---------- AVAILABLE DATA ----------

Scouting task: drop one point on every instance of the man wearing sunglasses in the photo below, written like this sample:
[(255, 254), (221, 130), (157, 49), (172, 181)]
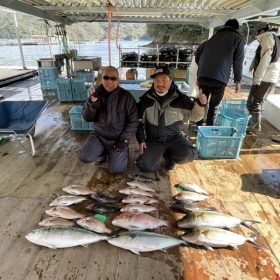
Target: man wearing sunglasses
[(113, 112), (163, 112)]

----------
---------- AVAILABLE DATA ----------

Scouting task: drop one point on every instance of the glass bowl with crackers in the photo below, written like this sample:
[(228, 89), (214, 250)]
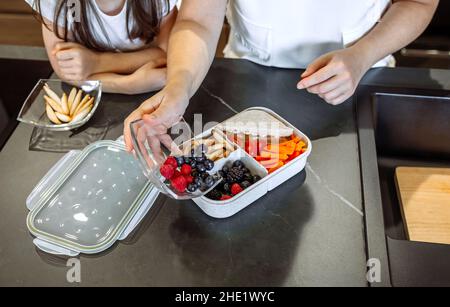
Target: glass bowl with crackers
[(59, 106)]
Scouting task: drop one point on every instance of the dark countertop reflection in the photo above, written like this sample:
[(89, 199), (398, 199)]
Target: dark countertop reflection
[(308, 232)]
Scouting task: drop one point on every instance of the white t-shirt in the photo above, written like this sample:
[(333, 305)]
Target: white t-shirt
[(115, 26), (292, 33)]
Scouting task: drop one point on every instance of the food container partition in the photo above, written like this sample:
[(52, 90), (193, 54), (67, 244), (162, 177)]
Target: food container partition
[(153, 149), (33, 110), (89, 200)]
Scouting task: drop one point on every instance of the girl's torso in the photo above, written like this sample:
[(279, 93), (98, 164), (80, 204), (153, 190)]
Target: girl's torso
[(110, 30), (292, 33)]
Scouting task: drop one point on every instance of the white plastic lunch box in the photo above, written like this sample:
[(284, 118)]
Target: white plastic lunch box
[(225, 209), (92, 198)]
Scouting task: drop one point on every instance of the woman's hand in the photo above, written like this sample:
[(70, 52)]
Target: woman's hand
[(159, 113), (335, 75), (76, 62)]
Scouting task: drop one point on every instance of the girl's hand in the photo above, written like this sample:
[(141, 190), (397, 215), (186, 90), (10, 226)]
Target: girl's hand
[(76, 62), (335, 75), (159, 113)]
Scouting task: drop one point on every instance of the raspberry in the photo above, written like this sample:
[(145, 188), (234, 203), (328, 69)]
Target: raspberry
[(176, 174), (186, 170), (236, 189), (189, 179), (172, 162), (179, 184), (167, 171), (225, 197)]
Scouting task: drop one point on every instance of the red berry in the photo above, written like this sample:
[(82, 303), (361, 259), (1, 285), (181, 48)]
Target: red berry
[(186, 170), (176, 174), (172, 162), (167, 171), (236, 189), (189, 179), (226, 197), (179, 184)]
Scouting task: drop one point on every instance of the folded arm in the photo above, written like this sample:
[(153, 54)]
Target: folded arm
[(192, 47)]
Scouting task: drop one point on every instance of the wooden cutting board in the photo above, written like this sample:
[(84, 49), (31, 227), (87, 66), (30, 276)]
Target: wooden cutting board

----------

● TASK BRIEF: Pull out every line in the records above that contains the word "below", and copy each of those lines in full.

● THE REPLY:
Scouting task: drop one point on every instance of the man wearing sunglasses in the photo below, written like this sample:
Scouting task: drop one point on every instance of the glass bowl with crackers in the photo below, written like this sample:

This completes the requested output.